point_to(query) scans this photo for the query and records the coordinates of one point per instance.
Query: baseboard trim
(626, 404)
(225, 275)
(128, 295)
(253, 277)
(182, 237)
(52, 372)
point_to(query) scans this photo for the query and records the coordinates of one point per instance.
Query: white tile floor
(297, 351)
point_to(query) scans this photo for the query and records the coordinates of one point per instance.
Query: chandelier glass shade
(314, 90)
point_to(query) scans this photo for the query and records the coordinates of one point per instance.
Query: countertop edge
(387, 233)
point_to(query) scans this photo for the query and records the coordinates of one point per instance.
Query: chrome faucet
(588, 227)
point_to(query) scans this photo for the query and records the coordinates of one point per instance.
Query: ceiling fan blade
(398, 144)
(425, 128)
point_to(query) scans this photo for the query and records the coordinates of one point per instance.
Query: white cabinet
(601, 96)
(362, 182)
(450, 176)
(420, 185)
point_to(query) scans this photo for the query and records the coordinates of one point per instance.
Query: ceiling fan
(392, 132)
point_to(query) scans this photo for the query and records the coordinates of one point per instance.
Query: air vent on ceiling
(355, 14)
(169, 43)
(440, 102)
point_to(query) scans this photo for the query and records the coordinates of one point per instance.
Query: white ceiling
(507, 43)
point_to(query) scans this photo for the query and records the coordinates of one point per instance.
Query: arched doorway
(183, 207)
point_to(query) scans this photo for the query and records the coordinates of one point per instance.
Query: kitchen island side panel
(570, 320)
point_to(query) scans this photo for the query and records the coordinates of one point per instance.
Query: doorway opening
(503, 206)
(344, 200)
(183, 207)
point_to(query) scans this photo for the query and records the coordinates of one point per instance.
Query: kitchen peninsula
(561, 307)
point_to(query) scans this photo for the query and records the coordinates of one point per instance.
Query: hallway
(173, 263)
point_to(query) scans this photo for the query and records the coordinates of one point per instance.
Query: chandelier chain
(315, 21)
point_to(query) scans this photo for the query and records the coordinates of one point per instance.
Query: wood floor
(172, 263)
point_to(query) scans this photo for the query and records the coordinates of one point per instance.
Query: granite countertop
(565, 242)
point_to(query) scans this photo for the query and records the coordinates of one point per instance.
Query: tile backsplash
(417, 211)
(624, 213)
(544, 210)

Problem to solve:
Write out every line of the material again, exactly as it reads.

Your solution:
point_to(query) scans this photo for the query and records the coordinates of one point per instance.
Query: baseboard trim
(626, 404)
(225, 275)
(128, 295)
(253, 277)
(182, 237)
(52, 372)
point_to(query) scans this photo for the query and records the coordinates of one point per instance.
Query: white tile floor
(297, 351)
point_to(query) scans this photo for the query and records the coordinates of one point per instance.
Query: chandelier glass shade
(314, 90)
point_to(query) scans this photo for the query and records the coordinates of one point per instance.
Query: countertop edge
(387, 233)
point_to(query) scans this photo for the query and records the coordinates of one point per instance.
Query: chrome faucet
(588, 227)
point_to(query) scans this photo for the query and records the coordinates of one point per instance.
Query: ceiling fan blade
(398, 144)
(425, 128)
point_to(query) scans this photo for the query and records the coordinates of one point per instance.
Query: white cabinet
(601, 96)
(362, 182)
(450, 176)
(420, 185)
point_to(query) scans this photo for the query and records the coordinates of one point per instance.
Query: ceiling fan
(392, 132)
point_to(query) scans this photo for the query and records the coordinates of one point per instance.
Query: air vent on ceiling
(355, 14)
(169, 43)
(440, 102)
point_to(query) scans this photo for the query and records the coordinates of one point per instance.
Query: white ceiling
(507, 43)
point_to(query) scans this photo for the query and records the coordinates of one point per instance.
Query: arched doorway
(183, 207)
point_to(query) scans this photo for the query and records the coordinates of one point per instance.
Query: kitchen island side panel
(570, 320)
point_to(query) scans this photo for the query and records the coordinates of one point per instance.
Query: doorway opening
(503, 206)
(344, 200)
(183, 207)
point_to(query) scans this photo for the query and records the coordinates of one point per instance.
Query: kitchen peninsula
(561, 307)
point_to(query) scans this photo for the query and records the coordinates of one point per instance.
Query: hallway
(173, 263)
point_to(query) scans this photo for the query and records the coordinates of one point per instance.
Query: chandelier chain
(315, 21)
point_to(query) scans this photo for the query and records the coordinates of one point per instance.
Query: wood floor
(172, 263)
point_to(query) scans this photo for the query and records the coordinates of one point per instance.
Query: granite countertop
(565, 242)
point_to(query) scans this photo for the query and records the coordinates of one point per instance.
Query: tile backsplash
(417, 211)
(624, 213)
(544, 210)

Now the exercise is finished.